[Named object pointing entries]
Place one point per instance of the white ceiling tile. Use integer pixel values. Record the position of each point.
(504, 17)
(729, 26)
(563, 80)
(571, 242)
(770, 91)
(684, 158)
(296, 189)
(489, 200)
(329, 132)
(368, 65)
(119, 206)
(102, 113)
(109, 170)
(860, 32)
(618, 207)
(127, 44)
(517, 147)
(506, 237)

> **Task prompt**
All of the material must be reproduced exactly.

> **Response to the exercise**
Place one point per instance of the white ceiling tile. Use integer pixel values. Record the position of each point.
(504, 17)
(729, 26)
(563, 80)
(571, 242)
(770, 91)
(684, 158)
(296, 189)
(489, 200)
(329, 132)
(368, 65)
(119, 206)
(102, 113)
(109, 170)
(860, 32)
(618, 207)
(127, 44)
(517, 147)
(506, 237)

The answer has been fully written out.